WORK ORDER: Could you write out the listing below exactly as it stands, leaving out the pictures?

====

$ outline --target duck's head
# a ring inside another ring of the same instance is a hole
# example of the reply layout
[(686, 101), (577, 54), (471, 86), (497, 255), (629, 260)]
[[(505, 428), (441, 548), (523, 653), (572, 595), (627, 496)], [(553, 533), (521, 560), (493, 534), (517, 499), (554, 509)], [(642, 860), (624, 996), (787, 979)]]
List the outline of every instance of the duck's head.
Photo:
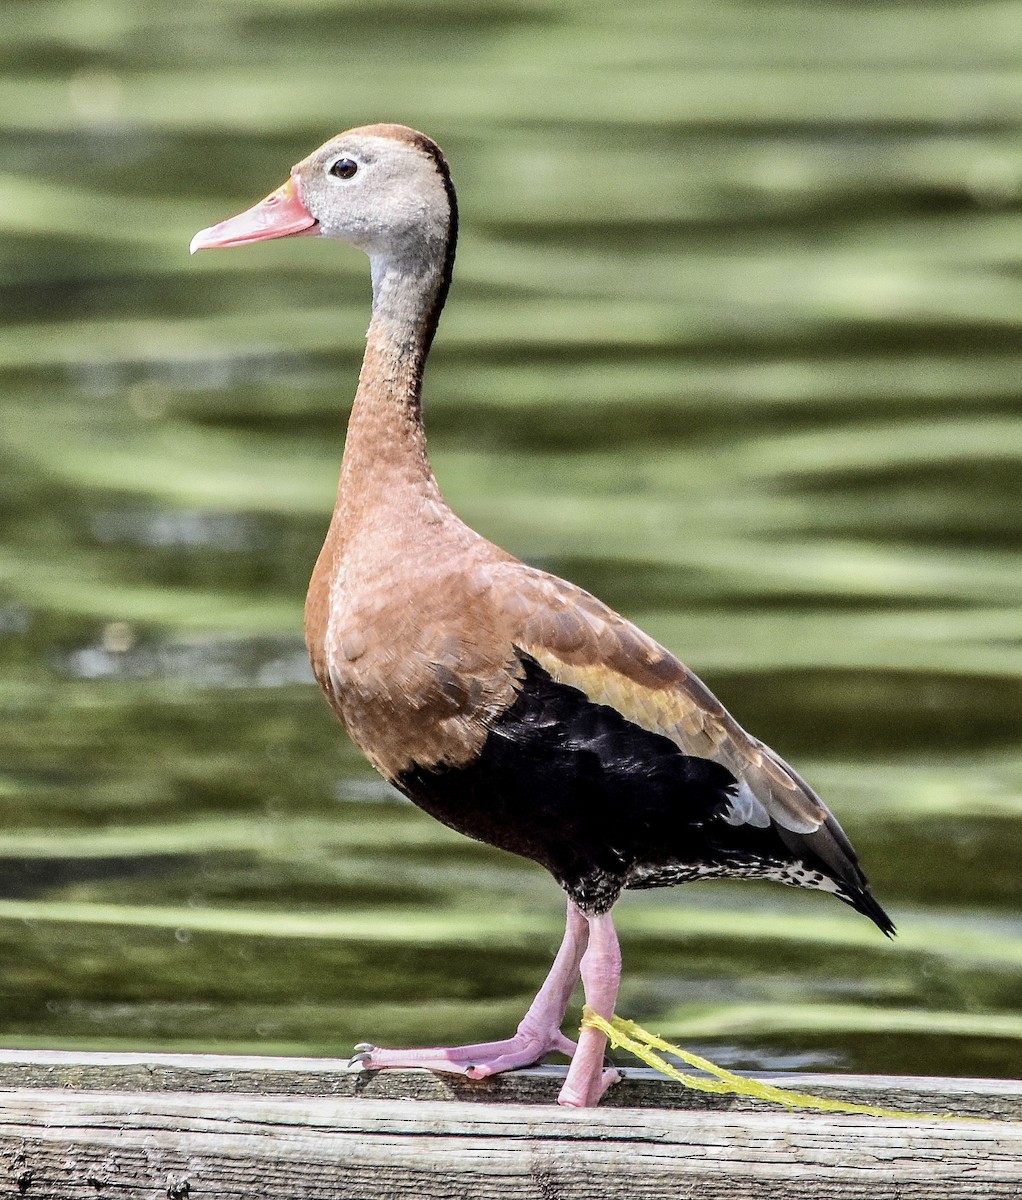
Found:
[(313, 151), (265, 200), (197, 233), (191, 252), (316, 234), (373, 259), (439, 259), (457, 206), (440, 147), (404, 125), (349, 129)]

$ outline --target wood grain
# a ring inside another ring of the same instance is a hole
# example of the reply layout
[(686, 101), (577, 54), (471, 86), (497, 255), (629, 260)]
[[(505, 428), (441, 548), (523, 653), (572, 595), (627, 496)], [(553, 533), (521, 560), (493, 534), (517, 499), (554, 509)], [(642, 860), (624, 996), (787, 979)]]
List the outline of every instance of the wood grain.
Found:
[[(775, 1110), (773, 1105), (748, 1097), (695, 1092), (646, 1067), (621, 1070), (623, 1081), (607, 1093), (601, 1108)], [(564, 1067), (539, 1066), (477, 1081), (431, 1071), (364, 1072), (349, 1068), (346, 1059), (335, 1058), (0, 1049), (0, 1090), (70, 1088), (552, 1104), (564, 1074)], [(764, 1072), (756, 1078), (860, 1104), (1022, 1121), (1019, 1080), (781, 1072)]]
[[(0, 1195), (979, 1200), (1022, 1193), (1022, 1124), (1007, 1120), (754, 1111), (747, 1101), (695, 1094), (638, 1070), (617, 1089), (616, 1105), (572, 1111), (521, 1102), (549, 1101), (562, 1078), (563, 1069), (549, 1067), (464, 1085), (424, 1072), (367, 1076), (317, 1059), (4, 1051)], [(800, 1075), (797, 1082), (858, 1101), (1022, 1116), (1022, 1083), (1014, 1081)], [(460, 1098), (443, 1098), (452, 1094)], [(635, 1107), (640, 1096), (661, 1106)]]

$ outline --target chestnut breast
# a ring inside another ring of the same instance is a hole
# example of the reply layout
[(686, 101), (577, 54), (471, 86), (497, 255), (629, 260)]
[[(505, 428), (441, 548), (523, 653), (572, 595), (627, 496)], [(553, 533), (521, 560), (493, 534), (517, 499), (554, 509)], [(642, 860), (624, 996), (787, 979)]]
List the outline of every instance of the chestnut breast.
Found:
[(335, 553), (328, 538), (306, 605), (320, 686), (389, 779), (468, 762), (514, 696), (519, 666), (487, 570), (505, 555), (465, 526), (435, 532), (380, 556)]

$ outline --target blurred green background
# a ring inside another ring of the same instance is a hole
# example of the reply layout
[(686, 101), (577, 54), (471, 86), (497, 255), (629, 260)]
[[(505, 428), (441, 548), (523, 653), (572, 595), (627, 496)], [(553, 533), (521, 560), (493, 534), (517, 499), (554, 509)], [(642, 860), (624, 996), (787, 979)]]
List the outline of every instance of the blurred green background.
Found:
[(619, 1011), (747, 1067), (1022, 1074), (1022, 4), (19, 0), (0, 37), (0, 1043), (502, 1036), (539, 868), (395, 796), (301, 604), (368, 321), (193, 232), (436, 137), (457, 511), (637, 619), (840, 816), (901, 933), (693, 884)]

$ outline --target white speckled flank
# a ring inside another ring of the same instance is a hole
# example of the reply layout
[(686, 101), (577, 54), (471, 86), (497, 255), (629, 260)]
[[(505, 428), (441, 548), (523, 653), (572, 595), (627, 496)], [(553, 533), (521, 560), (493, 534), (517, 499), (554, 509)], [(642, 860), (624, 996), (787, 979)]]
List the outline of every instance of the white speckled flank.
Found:
[(788, 887), (812, 888), (840, 895), (840, 888), (819, 871), (803, 862), (795, 863), (668, 863), (665, 866), (634, 866), (629, 872), (626, 888), (636, 890), (654, 887), (673, 887), (697, 879), (766, 879)]

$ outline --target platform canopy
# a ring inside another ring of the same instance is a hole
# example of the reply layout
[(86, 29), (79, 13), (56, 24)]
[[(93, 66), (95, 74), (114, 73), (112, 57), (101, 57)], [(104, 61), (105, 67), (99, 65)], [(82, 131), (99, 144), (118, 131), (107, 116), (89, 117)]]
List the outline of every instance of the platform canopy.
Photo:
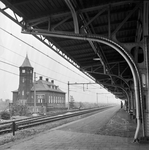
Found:
[[(22, 33), (32, 34), (72, 65), (121, 99), (133, 82), (123, 56), (111, 46), (79, 37), (105, 37), (134, 55), (142, 38), (142, 1), (129, 0), (2, 0)], [(21, 21), (19, 21), (19, 17)], [(76, 38), (74, 38), (76, 36)], [(130, 49), (132, 47), (132, 49)], [(130, 55), (131, 56), (131, 55)], [(140, 58), (138, 58), (141, 61)]]

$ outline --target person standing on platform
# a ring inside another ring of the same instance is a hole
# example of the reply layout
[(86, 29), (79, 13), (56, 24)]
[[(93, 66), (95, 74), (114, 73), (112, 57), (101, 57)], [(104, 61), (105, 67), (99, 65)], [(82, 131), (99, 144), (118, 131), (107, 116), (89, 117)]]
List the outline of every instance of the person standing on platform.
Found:
[(123, 102), (121, 101), (121, 108), (123, 108)]

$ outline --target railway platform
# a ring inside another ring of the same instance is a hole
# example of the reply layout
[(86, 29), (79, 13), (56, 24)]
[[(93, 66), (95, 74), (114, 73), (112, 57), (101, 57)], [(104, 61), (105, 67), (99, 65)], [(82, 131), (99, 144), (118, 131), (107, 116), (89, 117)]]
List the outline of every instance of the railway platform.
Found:
[(133, 143), (135, 126), (135, 120), (116, 106), (5, 144), (0, 150), (147, 150), (147, 143)]

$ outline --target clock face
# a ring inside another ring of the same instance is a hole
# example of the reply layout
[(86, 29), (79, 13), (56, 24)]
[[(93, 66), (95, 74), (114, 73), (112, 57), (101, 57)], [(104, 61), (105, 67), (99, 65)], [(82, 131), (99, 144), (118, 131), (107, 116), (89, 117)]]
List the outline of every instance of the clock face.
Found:
[(25, 70), (24, 70), (24, 69), (22, 70), (22, 73), (25, 73)]

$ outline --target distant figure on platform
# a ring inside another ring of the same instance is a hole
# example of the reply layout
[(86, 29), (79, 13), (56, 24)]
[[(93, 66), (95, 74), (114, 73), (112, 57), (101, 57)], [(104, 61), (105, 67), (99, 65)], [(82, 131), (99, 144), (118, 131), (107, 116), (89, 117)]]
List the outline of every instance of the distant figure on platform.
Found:
[(123, 108), (123, 102), (121, 101), (121, 108)]

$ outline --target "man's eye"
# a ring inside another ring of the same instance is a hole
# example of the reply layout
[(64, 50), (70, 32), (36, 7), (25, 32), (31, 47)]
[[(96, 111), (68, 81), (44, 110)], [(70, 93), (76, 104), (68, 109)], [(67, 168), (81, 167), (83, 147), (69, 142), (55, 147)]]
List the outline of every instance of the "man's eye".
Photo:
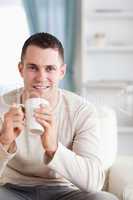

====

RESULT OF THIS TASK:
$ outline --target duck's head
# a ring inside another ring of the same instance is a hole
# example of the reply layout
[(686, 101), (577, 54), (471, 86), (497, 255), (629, 260)]
[[(505, 428), (441, 548), (523, 653), (572, 595), (627, 496)], [(553, 533), (521, 560), (493, 534), (517, 499), (554, 509)], [(642, 860), (624, 996), (787, 979)]]
List the outline of every instance of the duck's head.
Photo:
Found:
[(313, 151), (265, 200), (197, 233), (191, 252), (316, 234), (373, 259), (439, 259), (457, 206), (440, 147), (404, 125), (349, 129)]

$ outline --target wood grain
# a ring inside another ring of the same instance is a hole
# example of the reply layout
[(686, 101), (577, 54), (471, 86), (497, 255), (629, 260)]
[[(505, 428), (441, 548), (523, 653), (572, 595), (627, 496)], [(553, 533), (521, 560), (493, 534), (517, 499), (554, 509)], [(642, 860), (624, 996), (787, 979)]]
List the outline of every instance of the wood grain.
Found:
[[(775, 1110), (773, 1105), (748, 1097), (695, 1092), (646, 1067), (621, 1070), (623, 1081), (607, 1093), (601, 1108)], [(564, 1067), (539, 1066), (477, 1081), (431, 1071), (364, 1072), (349, 1068), (346, 1059), (335, 1058), (0, 1049), (0, 1090), (70, 1088), (552, 1104), (564, 1074)], [(764, 1072), (756, 1078), (860, 1104), (1022, 1121), (1019, 1080), (781, 1072)]]
[[(0, 1195), (979, 1200), (1022, 1193), (1022, 1124), (1007, 1120), (754, 1111), (747, 1101), (695, 1094), (638, 1070), (617, 1089), (616, 1105), (572, 1111), (521, 1102), (549, 1101), (562, 1078), (563, 1069), (549, 1067), (464, 1085), (424, 1072), (367, 1076), (317, 1059), (4, 1051)], [(800, 1075), (797, 1082), (858, 1101), (1022, 1116), (1022, 1083), (1014, 1081)], [(460, 1098), (443, 1098), (452, 1094)], [(635, 1107), (640, 1096), (661, 1106)]]

$ outline --target chestnut breast
# a ring inside another ring of the same instance is a hole
# example of the reply layout
[(686, 101), (577, 54), (471, 86), (497, 255), (629, 260)]
[[(505, 428), (441, 548), (523, 653), (572, 595), (627, 496)], [(553, 533), (521, 560), (493, 534), (517, 499), (554, 509)], [(642, 860), (624, 996), (787, 979)]]
List the outline of every instance of the chestnut breast.
Found:
[(335, 553), (328, 538), (306, 605), (320, 686), (389, 779), (468, 762), (514, 696), (519, 666), (487, 570), (505, 555), (465, 526), (435, 532), (380, 556)]

$ outline --target blurred green background
# a ring inside another ring of the same instance is a hole
# example of the reply layout
[(686, 101), (577, 54), (471, 86), (497, 255), (629, 260)]
[[(505, 428), (441, 548), (523, 653), (572, 595), (627, 496)], [(553, 533), (521, 560), (493, 534), (517, 499), (554, 509)], [(642, 860), (624, 996), (787, 979)]]
List the outline of every instance of the blurred green background.
Found:
[(619, 1011), (747, 1067), (1022, 1074), (1022, 4), (19, 0), (0, 37), (0, 1043), (502, 1036), (539, 868), (395, 796), (301, 604), (368, 321), (193, 232), (436, 137), (457, 511), (637, 619), (840, 816), (901, 933), (693, 884)]

$ outline --target white speckled flank
# a ring inside another ring of the same instance is a hole
# example of the reply layout
[(686, 101), (577, 54), (471, 86), (497, 255), (629, 260)]
[[(505, 428), (441, 548), (523, 653), (572, 595), (627, 496)], [(553, 533), (521, 560), (493, 534), (517, 499), (554, 509)], [(642, 860), (624, 996), (787, 979)]]
List the outline of every instance of the white speckled flank.
Found:
[(788, 887), (812, 888), (840, 895), (840, 888), (819, 871), (803, 862), (795, 863), (668, 863), (665, 866), (634, 866), (629, 872), (626, 888), (636, 890), (654, 887), (673, 887), (697, 879), (766, 879)]

$ outline --target platform canopy
# a ring inside another ring of the same instance is a hole
# example of the reply layout
[(86, 29), (79, 13), (56, 24)]
[[(93, 66), (95, 74), (114, 73), (112, 57), (101, 57)], [(104, 61), (105, 67), (99, 65)], [(82, 131), (99, 144), (118, 131), (107, 116), (89, 117)]]
List the outline of every instance of the platform canopy.
Photo:
Found:
[[(22, 33), (32, 34), (72, 65), (121, 99), (133, 82), (123, 56), (111, 46), (79, 37), (105, 37), (134, 55), (142, 38), (142, 1), (129, 0), (2, 0)], [(21, 21), (19, 21), (19, 17)], [(76, 38), (74, 38), (76, 36)], [(130, 49), (132, 47), (132, 49)], [(130, 55), (131, 56), (131, 55)], [(140, 58), (138, 58), (141, 61)]]

$ outline --target person standing on platform
# a ring inside another ring of the same instance is a hole
# example of the reply layout
[(86, 29), (79, 13), (56, 24)]
[[(93, 66), (95, 74), (114, 73), (112, 57), (101, 57)], [(104, 61), (105, 67), (99, 65)], [(82, 131), (99, 144), (118, 131), (107, 116), (89, 117)]]
List the outline of every instance of the person standing on platform.
Found:
[(123, 102), (121, 101), (121, 108), (123, 108)]

$ outline --target railway platform
# a ring inside another ring of the same instance is a hole
# example of the reply layout
[(86, 29), (79, 13), (56, 24)]
[[(93, 66), (95, 74), (114, 73), (112, 57), (101, 57)], [(104, 61), (105, 67), (99, 65)], [(82, 131), (99, 144), (118, 131), (107, 116), (89, 117)]]
List the outline of every instance of the railway platform.
Found:
[(133, 143), (135, 126), (135, 120), (116, 106), (5, 144), (0, 150), (147, 150), (147, 143)]

$ outline --target clock face
# a ring inside another ring of the same instance is a hole
# example of the reply layout
[(86, 29), (79, 13), (56, 24)]
[[(93, 66), (95, 74), (114, 73), (112, 57), (101, 57)], [(104, 61), (105, 67), (99, 65)], [(82, 131), (99, 144), (118, 131), (107, 116), (89, 117)]]
List the outline of every instance of the clock face.
Found:
[(25, 70), (24, 70), (24, 69), (22, 70), (22, 73), (25, 73)]

$ outline --target distant figure on platform
# a ring inside another ring of the same instance is a hole
# example of the reply layout
[(86, 29), (79, 13), (56, 24)]
[[(93, 66), (95, 74), (114, 73), (112, 57), (101, 57)], [(104, 61), (105, 67), (99, 65)], [(82, 131), (99, 144), (118, 131), (107, 116), (89, 117)]]
List the outline of every instance of the distant figure on platform.
Found:
[(123, 108), (123, 102), (121, 101), (121, 108)]

$ outline --target "man's eye"
# a ring inside another ring of the same instance is a hole
# example of the reply layout
[(64, 50), (70, 32), (36, 7), (25, 32), (31, 47)]
[[(96, 111), (68, 81), (44, 110)], [(70, 93), (76, 104), (68, 109)], [(67, 168), (81, 167), (83, 147), (69, 142), (55, 147)]]
List the outline of every instance of the "man's eye".
Photo:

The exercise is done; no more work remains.